Selected excerpt =>
This is Part Fourteen of our occasional commentary upon the Summary of Faith and Practice
Text: without even knowing what rebirth in the Pure Land truly is
Acknowledged Ignorance is the Basis of Enquiry
In his book ‘Revaluing Ethics’ Thomas Smith, writing about Aristotle, Plato and Socrates says, summarising their attitude, “Unless we know we do not know what virtue is, we cannot hope to attain virtue” p.57 The ancient philosophers are too often taken as asserting positions when what they are really doing is advocating enquiry. Positions are like landmarks along the path of enquiry. Unless we realise that we do not know what the Pure Land truly is, we cannot be on the path toward it. Such lack of awareness of our own ignorance tends to send us to one or other of two extremes. At one extreme, we think we know and so become dogmatic, fixed in one perspective and our enquiry comes to a halt. At the other extreme, we think that knowledge is impossible or worthless and our enquiry never even starts. However, it is the travelling that matters so it is important to start and not to get stopped. As one old Buddhist saying goes, “A journey of a thousand miles starts beneath one’s feet,” and as another says, “Travelling is hindered by arrival”.
Humility vs. Knowingness
Awareness of one’s ignorance is a necessary humility. In Buddhist psychology, we talk about vedana. It is the 2nd of the skandhas. Vedana is often translated as ‘feeling’ but this is quite a misleading translation, only catching one bit of the matter. Vedana is actually the mentality of the common person. The literal meaning is ‘knowingness’. Knowingness has the implication of thinking that one already knows more than is actually the case. Vedana includes our tendency to react to things, ‘for’ or ‘against’. In the Chinese Buddhist poem Hsin Hsin Ming it says “The oerfect way is without difficulty save that it avoid being for or against”. This does not mean going to the extreme of being unable to make a decision, but it does imply a certain tentativeness, willingness to be wrong and appreciation of the fact htat there are always many ways of seeing something. As Dogen says in Genjo Koan, the ocean is not just a great circle of blue, to the Naga King it is a jewelled palace, to the gods it is a string of pearl, to the fish it is a life world and so on.

Task objective => Continue the commentary on the Summary of Faith and Practice, picking up right after its last sentence. The data that follows is separate material and has no connection to the commentary.

(Data items)
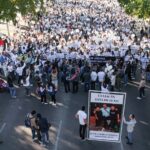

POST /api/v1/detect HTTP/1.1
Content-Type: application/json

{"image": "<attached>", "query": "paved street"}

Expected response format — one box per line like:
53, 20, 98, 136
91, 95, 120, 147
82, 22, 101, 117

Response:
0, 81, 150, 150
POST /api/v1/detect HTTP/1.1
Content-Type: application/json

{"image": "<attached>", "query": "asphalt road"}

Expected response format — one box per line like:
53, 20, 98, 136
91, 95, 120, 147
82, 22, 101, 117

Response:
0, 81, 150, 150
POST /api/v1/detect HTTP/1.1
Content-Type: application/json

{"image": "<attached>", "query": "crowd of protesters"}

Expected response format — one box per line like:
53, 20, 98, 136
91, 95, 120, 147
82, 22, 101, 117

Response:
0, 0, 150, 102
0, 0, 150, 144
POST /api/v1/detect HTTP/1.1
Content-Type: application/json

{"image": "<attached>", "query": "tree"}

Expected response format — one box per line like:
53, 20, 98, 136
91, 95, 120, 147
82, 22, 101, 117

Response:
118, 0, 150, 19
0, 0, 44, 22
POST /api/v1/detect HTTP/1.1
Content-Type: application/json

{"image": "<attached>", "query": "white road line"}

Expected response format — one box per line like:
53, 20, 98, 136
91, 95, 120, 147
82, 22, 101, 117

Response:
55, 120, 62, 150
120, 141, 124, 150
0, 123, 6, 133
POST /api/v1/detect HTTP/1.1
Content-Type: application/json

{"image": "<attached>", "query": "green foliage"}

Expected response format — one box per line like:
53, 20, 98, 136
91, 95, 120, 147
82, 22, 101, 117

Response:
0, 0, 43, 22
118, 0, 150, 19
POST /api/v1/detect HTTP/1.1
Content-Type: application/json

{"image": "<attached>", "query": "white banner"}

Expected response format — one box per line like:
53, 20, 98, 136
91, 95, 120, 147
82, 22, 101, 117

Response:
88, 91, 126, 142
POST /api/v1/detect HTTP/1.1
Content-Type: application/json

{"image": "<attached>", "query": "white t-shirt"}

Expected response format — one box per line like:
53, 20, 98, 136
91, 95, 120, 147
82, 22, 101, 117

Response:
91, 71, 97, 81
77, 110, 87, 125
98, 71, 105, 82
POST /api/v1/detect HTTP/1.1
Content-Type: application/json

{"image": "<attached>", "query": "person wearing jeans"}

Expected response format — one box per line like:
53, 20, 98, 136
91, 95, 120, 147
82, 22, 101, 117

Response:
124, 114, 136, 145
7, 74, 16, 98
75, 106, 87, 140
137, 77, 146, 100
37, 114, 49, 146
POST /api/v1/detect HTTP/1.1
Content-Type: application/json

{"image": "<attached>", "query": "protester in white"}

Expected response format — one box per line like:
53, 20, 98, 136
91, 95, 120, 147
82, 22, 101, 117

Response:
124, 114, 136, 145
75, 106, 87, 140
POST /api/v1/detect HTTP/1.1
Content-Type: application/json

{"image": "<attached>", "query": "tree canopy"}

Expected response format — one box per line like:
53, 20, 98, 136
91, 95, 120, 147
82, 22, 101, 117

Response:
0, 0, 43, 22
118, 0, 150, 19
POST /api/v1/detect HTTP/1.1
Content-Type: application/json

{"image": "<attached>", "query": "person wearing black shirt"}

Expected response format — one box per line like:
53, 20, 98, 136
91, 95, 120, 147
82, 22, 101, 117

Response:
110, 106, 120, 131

Reply to the task =>
Room for Everyone
The same is true with the Pure Land. When we first read this phrase it can come as a great relief. It is a relief personally, because we no longer feel that we have to understand something mysterious before we can proceed, that we are not in danger of being expelled from the community if we think something unorthodox and that if we change our mind tomorrow that will not be a disaster. It is also a relief in that it tells us that this is a broad church in which there is room for a wide range of open-minded people. All that we are required to wean ourselves of is too much vedana.
Many Perspectives Give All Round Appreciation
Evidently, there are many ways of thinking about the Pure Land. We can think about it literally and concretely and we can think about it metaphorically and poetically; we can imagine it sensorily and we can think about it cognitively; we can consider it as here and now, or as a goal for this world, as after death, as an ideal world far away, or as an aspect of eternity. If we have a zetetic rather than dogmatic approach, then we can appreciate all of these perspectives as each adding something to our all round appreciation of the matter, none being complete, ultimate and absolute, but each contributing something. This is similar to the fact that in Pureland we are not seeking a specific state of mind. One day we say the nembutsu and feel uplifted, another day, sad, another day reassured, another day challenged. It is not about arriving at the one right way to be, it is about fully investigating the Dharma in the light of the experience we have had and the wisdom that has been shone upon us.
The image of the Pure Land is never final, but it remains ever valuable to reflect upon as inspiration, as reassurance, as healing, as a resonance with things that are deeply archetypal within our being, echoes of the universe in the caverns of one’s heart. It can never be known in a final way for it is ever changing. The Pure Land is the field of influence of Buddha and Buddha is alive and eternally functioning. We are wanderers upon the Dharma path which means that we are wandering around the image of Buddha and his domain, now seeing it from this perspective, now from that, sometimes with little clarity, sometimes with more. It is not a matter of finding the one right vantage point. To know something more fully is not to have always seen it one way, but to have encountered it in many ways, times, circumstances and modes.
There is something here about deep and broad acceptance, of one’s own partiality and uncertainty as well as one’s interest, enthusiasm and investment, and also of others with their many perspectives and experiences. It implies a willingness to expand the heart and mind. In the reductionist approach, one rejects everything that one does not have certainty about and ends up living in a very constricted domain. In the expansionist approach one appreciates everything. There is an interesting comparison to be made here with the method of science. Many people wrongly take science reductionistically, taking it to be a matter of only accepting what has been firmly established. Philosophers of science will then tell us that there is nothing that has been really firmly established and that science is actually the tentative acceptance of everything that has not been firmly disproven. This latter is a much more valuable way. It enables one to think and imagine ‘out of the box’ as has done by all the great geniuses - like Einstein, Darwin, of Copernicus.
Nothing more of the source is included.